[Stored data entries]

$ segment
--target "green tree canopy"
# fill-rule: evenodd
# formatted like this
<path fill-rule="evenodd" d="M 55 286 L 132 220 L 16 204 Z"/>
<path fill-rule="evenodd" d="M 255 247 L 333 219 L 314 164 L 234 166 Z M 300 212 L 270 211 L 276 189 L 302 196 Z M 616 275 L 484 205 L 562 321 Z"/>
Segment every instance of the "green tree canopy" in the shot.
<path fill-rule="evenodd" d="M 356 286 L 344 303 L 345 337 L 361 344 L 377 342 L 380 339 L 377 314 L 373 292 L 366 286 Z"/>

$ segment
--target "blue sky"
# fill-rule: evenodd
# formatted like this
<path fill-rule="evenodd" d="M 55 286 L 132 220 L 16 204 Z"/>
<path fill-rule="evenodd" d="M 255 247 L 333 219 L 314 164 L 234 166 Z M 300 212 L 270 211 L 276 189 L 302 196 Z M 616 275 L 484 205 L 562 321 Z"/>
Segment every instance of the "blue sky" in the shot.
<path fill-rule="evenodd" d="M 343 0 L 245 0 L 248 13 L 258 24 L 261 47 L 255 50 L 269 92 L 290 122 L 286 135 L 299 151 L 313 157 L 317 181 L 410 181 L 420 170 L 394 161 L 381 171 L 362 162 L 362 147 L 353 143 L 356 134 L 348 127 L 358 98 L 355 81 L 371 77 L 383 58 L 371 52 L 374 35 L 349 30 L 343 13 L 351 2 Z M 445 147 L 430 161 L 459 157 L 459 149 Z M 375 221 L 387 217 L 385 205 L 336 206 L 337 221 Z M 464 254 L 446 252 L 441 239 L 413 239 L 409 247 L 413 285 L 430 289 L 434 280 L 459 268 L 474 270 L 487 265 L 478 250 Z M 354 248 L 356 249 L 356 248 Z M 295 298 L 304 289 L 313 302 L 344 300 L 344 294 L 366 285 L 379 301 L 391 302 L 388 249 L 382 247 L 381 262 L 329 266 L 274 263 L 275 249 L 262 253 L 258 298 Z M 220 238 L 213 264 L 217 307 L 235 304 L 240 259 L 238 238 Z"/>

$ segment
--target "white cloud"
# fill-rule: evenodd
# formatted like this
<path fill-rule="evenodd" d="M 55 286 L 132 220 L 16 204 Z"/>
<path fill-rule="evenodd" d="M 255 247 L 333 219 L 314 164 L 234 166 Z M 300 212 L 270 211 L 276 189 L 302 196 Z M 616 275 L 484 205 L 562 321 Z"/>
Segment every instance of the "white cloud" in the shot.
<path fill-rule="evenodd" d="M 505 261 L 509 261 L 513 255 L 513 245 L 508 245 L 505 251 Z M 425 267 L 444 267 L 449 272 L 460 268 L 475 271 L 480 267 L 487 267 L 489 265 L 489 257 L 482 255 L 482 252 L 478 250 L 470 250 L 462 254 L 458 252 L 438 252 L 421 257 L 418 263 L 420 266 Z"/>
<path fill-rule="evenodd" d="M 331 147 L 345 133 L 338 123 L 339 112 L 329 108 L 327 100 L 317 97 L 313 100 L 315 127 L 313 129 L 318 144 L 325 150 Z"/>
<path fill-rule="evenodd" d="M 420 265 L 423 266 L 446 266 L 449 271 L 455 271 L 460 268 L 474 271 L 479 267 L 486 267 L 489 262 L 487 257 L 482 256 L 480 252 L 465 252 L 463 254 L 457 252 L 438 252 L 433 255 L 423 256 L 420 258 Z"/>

- [SHORT PROBLEM]: Edit the records above, changing every "in the shot" to "in the frame", and write them out again with everything else left as it is.

- [COMPLETED EXERCISE]:
$ segment
--target "green tree canopy"
# fill-rule: evenodd
# formatted like this
<path fill-rule="evenodd" d="M 55 286 L 132 220 L 16 204 Z"/>
<path fill-rule="evenodd" d="M 255 247 L 333 219 L 314 164 L 234 166 Z M 300 212 L 270 211 L 276 189 L 302 196 Z M 616 275 L 484 205 L 562 321 Z"/>
Segment every instance of the "green tree canopy" in the frame.
<path fill-rule="evenodd" d="M 356 286 L 344 303 L 345 337 L 361 344 L 377 342 L 380 339 L 377 314 L 373 292 L 366 286 Z"/>

$ segment
--target "blue sky"
# fill-rule: evenodd
# formatted like this
<path fill-rule="evenodd" d="M 55 286 L 132 220 L 16 204 Z"/>
<path fill-rule="evenodd" d="M 255 247 L 333 219 L 314 164 L 234 166 Z M 300 212 L 270 211 L 276 189 L 302 196 Z M 616 275 L 484 205 L 562 321 Z"/>
Segment every instance of the "blue sky" in the frame.
<path fill-rule="evenodd" d="M 343 0 L 245 0 L 248 13 L 258 24 L 261 47 L 255 50 L 269 92 L 290 122 L 286 135 L 299 151 L 313 157 L 317 181 L 410 181 L 420 170 L 394 161 L 381 171 L 362 162 L 362 147 L 353 143 L 356 134 L 348 127 L 358 98 L 355 81 L 371 77 L 383 58 L 371 52 L 374 35 L 349 30 L 343 13 L 351 2 Z M 445 147 L 430 161 L 459 157 L 459 149 Z M 375 221 L 387 217 L 385 205 L 336 206 L 337 221 Z M 464 254 L 446 252 L 441 239 L 413 239 L 409 247 L 413 285 L 430 289 L 434 280 L 459 268 L 474 270 L 487 265 L 478 250 Z M 354 248 L 356 249 L 356 248 Z M 295 298 L 304 289 L 313 302 L 344 300 L 344 294 L 366 285 L 379 301 L 391 302 L 388 249 L 382 247 L 381 262 L 329 266 L 274 263 L 275 249 L 262 253 L 258 298 Z M 220 238 L 213 264 L 217 307 L 235 304 L 240 259 L 238 238 Z"/>

$ segment
--target "white cloud"
# fill-rule: evenodd
# formatted like this
<path fill-rule="evenodd" d="M 55 286 L 132 220 L 16 204 Z"/>
<path fill-rule="evenodd" d="M 255 247 L 333 219 L 314 164 L 234 166 Z M 300 212 L 270 211 L 276 189 L 302 196 Z M 616 275 L 484 205 L 562 321 Z"/>
Segment every instance of the "white cloud" in the frame.
<path fill-rule="evenodd" d="M 505 261 L 509 261 L 513 255 L 513 245 L 508 245 L 505 251 Z M 425 267 L 444 267 L 449 272 L 460 268 L 475 271 L 480 267 L 487 267 L 489 265 L 489 257 L 482 255 L 482 252 L 478 250 L 470 250 L 462 254 L 458 252 L 438 252 L 421 257 L 418 263 L 420 266 Z"/>
<path fill-rule="evenodd" d="M 331 147 L 345 133 L 338 123 L 339 112 L 329 108 L 327 100 L 317 97 L 313 100 L 315 127 L 313 129 L 318 144 L 325 150 Z"/>
<path fill-rule="evenodd" d="M 420 265 L 423 266 L 446 266 L 449 271 L 455 271 L 460 268 L 474 271 L 479 267 L 486 267 L 489 262 L 487 257 L 482 256 L 480 252 L 465 252 L 463 254 L 457 252 L 438 252 L 433 255 L 423 256 L 420 258 Z"/>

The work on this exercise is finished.